• [KUTIPAN TERPILIH]
=-=-=

-- Irfan Anshory**
SUATU hal yang banyak membantu penyusunan dan penulisan sejarah Asia Tenggara adalah kebiasaan para musafir Cina di masa lampau untuk menuliskan kisah perjalanan mereka, serta kebiasaan istana Cina untuk mencatat berita kedatangan utusan-utusan dari negeri lain. Hubungan negeri Cina dengan negeri-negeri di Asia Tenggara telah terjalin sejak zaman purba. Para musafir Cina yang berziarah ke India dengan menggunakan jalan laut pasti melewati satu atau beberapa negeri di Asia Tenggara. Di lain pihak, kerajaan-kerajaan di Asia Tenggara sering mengirimkan utusan-utusan ke negeri Cina sebagai tanda persahabatan atau meminta pengakuan dari kaisar Cina. Tidaklah aneh jika dalam kronik-kronik Cina banyak tercantum nama-nama negeri di Asia Tenggara.

=-=-=

Entri penunjukan objek berlabel:
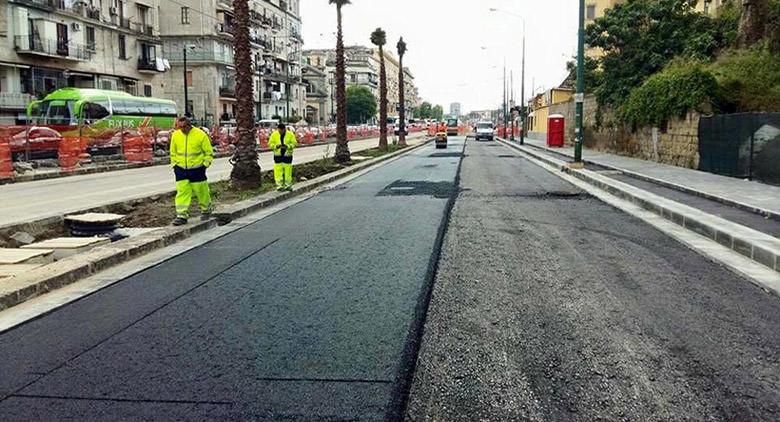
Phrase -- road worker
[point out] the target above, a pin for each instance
(282, 142)
(191, 155)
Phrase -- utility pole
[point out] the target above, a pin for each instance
(580, 96)
(186, 92)
(511, 103)
(522, 95)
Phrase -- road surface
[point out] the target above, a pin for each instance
(309, 314)
(32, 201)
(549, 305)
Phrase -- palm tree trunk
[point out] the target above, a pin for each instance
(383, 101)
(402, 101)
(342, 149)
(246, 169)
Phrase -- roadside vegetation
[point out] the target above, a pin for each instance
(662, 58)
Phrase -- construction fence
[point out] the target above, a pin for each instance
(744, 145)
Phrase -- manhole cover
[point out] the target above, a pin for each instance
(446, 155)
(417, 188)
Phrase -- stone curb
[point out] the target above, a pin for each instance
(16, 290)
(746, 207)
(759, 247)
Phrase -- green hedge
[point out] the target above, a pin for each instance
(682, 86)
(750, 79)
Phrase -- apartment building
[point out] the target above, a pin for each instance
(205, 37)
(362, 68)
(50, 44)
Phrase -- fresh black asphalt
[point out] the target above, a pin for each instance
(549, 305)
(311, 313)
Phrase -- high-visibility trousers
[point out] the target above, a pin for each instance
(187, 182)
(282, 171)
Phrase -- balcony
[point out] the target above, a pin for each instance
(269, 96)
(148, 65)
(227, 91)
(143, 29)
(28, 44)
(226, 28)
(15, 101)
(45, 4)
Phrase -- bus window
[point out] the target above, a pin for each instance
(93, 112)
(60, 112)
(168, 109)
(151, 109)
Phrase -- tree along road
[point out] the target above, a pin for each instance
(311, 313)
(32, 201)
(550, 305)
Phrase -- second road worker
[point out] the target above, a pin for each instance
(282, 143)
(191, 155)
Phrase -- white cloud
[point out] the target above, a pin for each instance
(445, 40)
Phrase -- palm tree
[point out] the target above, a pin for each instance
(246, 170)
(401, 46)
(342, 149)
(379, 39)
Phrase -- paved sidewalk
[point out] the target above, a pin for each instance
(746, 194)
(32, 201)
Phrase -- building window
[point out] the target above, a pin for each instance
(90, 35)
(122, 47)
(590, 12)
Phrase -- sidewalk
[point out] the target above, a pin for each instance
(751, 196)
(32, 201)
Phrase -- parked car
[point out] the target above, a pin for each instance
(484, 130)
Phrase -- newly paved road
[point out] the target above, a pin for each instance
(550, 305)
(31, 201)
(311, 313)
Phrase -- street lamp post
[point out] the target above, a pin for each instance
(186, 91)
(522, 82)
(580, 96)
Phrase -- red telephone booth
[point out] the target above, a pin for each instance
(555, 130)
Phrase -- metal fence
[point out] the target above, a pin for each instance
(745, 145)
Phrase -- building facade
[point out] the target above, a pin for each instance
(362, 68)
(52, 44)
(206, 41)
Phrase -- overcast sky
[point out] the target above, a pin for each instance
(446, 38)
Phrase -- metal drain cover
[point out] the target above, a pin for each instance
(446, 155)
(419, 188)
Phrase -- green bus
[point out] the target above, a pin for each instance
(103, 117)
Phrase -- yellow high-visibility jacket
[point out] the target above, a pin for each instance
(191, 150)
(275, 143)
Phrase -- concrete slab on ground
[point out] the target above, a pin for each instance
(747, 194)
(9, 256)
(64, 247)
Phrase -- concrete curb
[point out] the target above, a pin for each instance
(16, 290)
(759, 247)
(746, 207)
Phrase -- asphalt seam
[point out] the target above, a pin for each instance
(403, 384)
(143, 317)
(121, 400)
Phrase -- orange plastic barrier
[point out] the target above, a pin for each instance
(137, 148)
(69, 152)
(6, 165)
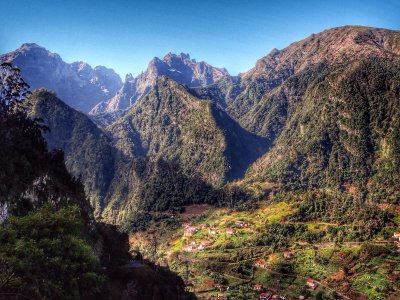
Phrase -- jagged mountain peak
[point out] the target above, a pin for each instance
(334, 45)
(179, 67)
(78, 84)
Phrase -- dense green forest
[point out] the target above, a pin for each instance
(51, 247)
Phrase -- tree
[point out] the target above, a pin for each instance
(13, 89)
(46, 256)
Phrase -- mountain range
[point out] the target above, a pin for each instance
(321, 113)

=-=-=

• [DAFTAR TUGAS]
1. Menurut kutipan tentang sejarah Asia Tenggara, untuk apa kerajaan-kerajaan di Asia Tenggara sering mengirimkan utusan ke negeri Cina?
2. Lanjutkan kutipan tentang sejarah Asia Tenggara mulai dari kalimat terakhirnya.
Catatan-catatan tersebut tidak berkaitan dengan kutipan.

• [KUMPULAN JAWABAN]
1. Sebagai tanda persahabatan atau untuk meminta pengakuan dari kaisar Cina.

2.
Nama-nama tempat (toponimi) yang disebutkan itu tertulis dalam bahasa Cina yang berbeda dengan nama aslinya. Oleh karena itu nama-nama tersebut perlu diidentifikasi dengan cermat lalu dilokasikan di mana letaknya. Sudah pasti usaha ini tidaklah mudah. Identifikasi yang salah mengakibatkan penulisan sejarah yang keliru. Harus kita akui bahwa identifikasi yang pernah dilakukan para ilmuwan (ahli sejarah dan arkeologi) merupakan sumbangan yang sangat berharga bagi penelitian sejarah. Namun tidaklah berarti bahwa pendapat-pendapat mereka mutlak dan final.
Di daerah Lampung dijumpai beberapa prasasti sebagai sumber-sumber sejarah yang sahih secara ilmiah: prasasti Palas Pasemah, prasasti Hujung Langit (Harakuning), prasasti Ulu Belu dan prasasti Batu Bedil. Sayangnya, prasasti-prasasti itu belum diteliti secara mendalam oleh para ilmuwan. Tetapi tidak dapat dipungkiri prasasti-prasasti itu membuktikan bahwa pada zaman purba pernah berdiri kerajaan di daerah Lampung, sebab dahulu hanya raja yang berhak membuat prasasti. Siapa tahu, kerajaan yang pernah ada di Lampung sebenarnya tercantum juga dalam kronik-kronik Cina.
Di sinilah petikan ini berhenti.